Given task:
According to the abstract on matrix quantum mechanics, what gauge symmetry do the MQM models come with?

Given passage:
Friday, October 15, 2021
2:00pm - 3:00pm PDT
In the 1990s, Matrix quantum mechanics (MQM) models were conjectured to be nonperturbative definitions of M theory or String theory in the large N limit [1]. These are realizations of D+1 dimensional emergent geometry from a 0+1 quantum mechanical system, with the geometry being noncommutative at finite N [2,3]. Crucially, these MQM models come with a U(N) gauge symmetry which contains both a local U(p) and area preserving diffeomorphisms of the emergent spacetime in the large N limit [4].
 
Since then, there has been much work in understanding the role of gauge symmetry in entanglement. The presence of gauge symmetry leads to a non-factorizability in the Hilbert space, and defining entanglement requires boundary degrees of freedom that have the gauge group as their target space to be introduced on the geometric subregions of interest [5]. Focusing on a simpler two matrix model with an effective Chern-Simons description in the large N limit [4,6], I will describe how these boundary degrees of freedom emerge from the matrix model and suggest the presence of nonlocal degrees of freedom in the emergent geometry. Like in Chern-Simons, these boundary degrees of freedom are crucial for recovering the area-law entanglement and a term that resembles a topological entanglement entropy.

(Source records)
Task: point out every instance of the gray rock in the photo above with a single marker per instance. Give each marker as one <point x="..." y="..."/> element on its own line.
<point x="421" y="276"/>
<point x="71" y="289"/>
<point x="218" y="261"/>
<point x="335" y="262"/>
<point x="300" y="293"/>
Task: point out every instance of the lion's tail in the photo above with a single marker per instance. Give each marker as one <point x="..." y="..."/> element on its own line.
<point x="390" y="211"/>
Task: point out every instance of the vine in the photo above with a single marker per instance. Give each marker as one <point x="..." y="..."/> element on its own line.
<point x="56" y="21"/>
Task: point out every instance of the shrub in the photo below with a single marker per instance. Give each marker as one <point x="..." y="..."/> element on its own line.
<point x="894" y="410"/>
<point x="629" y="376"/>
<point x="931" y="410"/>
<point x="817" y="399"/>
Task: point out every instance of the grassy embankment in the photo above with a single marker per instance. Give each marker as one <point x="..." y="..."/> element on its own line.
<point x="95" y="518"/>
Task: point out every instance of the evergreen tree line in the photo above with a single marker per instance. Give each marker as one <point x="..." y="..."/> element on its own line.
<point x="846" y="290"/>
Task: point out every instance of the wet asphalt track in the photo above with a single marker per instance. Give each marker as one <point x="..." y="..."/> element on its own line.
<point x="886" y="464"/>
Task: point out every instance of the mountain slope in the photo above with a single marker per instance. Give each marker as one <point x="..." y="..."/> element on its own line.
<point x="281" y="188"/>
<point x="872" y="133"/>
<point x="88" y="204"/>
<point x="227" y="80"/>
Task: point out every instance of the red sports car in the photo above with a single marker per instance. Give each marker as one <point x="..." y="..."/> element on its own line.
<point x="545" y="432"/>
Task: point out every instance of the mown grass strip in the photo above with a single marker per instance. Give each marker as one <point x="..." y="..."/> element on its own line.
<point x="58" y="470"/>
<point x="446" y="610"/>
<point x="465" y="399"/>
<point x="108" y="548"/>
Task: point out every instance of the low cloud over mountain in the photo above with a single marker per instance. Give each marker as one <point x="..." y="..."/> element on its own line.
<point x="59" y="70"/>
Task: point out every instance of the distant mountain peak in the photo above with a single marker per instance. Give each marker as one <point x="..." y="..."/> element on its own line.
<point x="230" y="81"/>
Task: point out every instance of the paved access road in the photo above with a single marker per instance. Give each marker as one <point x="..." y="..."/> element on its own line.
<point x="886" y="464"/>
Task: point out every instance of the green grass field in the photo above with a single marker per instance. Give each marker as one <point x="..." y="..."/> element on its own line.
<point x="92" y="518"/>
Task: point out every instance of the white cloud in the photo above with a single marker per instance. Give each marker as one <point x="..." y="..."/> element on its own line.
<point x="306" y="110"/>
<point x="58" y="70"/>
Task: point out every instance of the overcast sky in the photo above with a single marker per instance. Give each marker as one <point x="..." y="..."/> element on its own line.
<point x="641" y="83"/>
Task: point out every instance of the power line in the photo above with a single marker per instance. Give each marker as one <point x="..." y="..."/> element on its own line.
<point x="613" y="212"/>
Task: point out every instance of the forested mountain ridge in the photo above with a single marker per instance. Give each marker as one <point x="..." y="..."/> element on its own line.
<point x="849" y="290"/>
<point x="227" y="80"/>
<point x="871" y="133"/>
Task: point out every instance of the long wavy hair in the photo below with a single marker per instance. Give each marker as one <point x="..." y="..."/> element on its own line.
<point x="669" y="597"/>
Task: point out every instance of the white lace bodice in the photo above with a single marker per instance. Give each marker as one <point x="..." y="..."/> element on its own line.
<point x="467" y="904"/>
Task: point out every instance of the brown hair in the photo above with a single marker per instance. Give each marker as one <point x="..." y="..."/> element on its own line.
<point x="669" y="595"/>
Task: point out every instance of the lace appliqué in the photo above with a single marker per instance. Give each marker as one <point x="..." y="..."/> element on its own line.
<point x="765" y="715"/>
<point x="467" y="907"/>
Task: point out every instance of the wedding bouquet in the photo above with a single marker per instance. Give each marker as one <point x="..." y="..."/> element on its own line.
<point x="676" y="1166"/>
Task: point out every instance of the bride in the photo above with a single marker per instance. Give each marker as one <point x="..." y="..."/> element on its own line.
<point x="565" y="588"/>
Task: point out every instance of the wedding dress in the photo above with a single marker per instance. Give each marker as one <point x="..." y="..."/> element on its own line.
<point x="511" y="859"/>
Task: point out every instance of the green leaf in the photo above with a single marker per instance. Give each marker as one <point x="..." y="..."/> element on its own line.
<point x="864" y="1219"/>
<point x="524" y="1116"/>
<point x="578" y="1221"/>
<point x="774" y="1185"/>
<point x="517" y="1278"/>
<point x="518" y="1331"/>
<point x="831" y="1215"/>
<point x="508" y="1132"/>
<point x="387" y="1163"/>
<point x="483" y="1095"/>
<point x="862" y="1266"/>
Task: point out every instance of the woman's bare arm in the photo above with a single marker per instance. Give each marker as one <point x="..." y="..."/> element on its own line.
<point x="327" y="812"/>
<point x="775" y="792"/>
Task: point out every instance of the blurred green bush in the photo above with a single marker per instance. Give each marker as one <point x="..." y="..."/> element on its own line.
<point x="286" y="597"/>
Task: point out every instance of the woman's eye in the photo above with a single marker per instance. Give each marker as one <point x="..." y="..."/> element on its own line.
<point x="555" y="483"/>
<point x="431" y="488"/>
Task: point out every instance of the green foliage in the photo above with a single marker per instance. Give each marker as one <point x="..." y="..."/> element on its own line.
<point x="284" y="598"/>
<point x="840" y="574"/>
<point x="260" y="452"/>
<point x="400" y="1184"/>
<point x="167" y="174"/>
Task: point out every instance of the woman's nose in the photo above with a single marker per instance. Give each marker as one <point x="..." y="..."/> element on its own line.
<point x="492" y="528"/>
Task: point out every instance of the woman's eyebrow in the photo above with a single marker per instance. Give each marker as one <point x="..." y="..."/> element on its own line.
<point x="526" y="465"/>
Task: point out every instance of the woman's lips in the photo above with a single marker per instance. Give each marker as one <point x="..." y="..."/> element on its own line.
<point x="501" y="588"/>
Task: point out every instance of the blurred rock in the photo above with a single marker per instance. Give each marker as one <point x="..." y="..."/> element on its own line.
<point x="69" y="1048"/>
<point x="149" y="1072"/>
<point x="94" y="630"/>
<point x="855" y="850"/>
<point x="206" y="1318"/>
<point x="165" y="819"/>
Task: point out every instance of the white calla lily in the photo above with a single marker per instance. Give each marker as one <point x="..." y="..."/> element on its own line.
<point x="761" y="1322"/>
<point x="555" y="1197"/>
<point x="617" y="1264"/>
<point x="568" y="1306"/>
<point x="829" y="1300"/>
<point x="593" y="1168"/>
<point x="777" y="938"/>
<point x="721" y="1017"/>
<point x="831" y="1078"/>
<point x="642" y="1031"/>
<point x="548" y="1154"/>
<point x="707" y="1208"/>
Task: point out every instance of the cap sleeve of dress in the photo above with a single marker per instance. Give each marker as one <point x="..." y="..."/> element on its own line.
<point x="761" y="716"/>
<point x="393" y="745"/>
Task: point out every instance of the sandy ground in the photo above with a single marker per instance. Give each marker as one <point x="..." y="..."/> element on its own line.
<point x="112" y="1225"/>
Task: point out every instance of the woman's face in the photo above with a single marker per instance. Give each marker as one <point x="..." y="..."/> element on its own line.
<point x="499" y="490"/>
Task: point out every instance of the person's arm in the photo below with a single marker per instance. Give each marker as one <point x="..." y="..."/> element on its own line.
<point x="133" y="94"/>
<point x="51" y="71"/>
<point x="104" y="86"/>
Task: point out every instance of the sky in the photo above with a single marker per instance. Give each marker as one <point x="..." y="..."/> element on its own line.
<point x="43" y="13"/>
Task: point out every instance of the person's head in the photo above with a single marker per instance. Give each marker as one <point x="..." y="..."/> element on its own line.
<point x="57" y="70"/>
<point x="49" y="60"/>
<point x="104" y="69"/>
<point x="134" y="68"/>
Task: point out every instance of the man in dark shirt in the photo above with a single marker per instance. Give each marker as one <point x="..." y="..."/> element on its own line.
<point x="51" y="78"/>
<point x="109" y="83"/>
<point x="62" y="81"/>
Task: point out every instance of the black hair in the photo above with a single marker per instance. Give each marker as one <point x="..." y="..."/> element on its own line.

Response:
A U(N) gauge symmetry.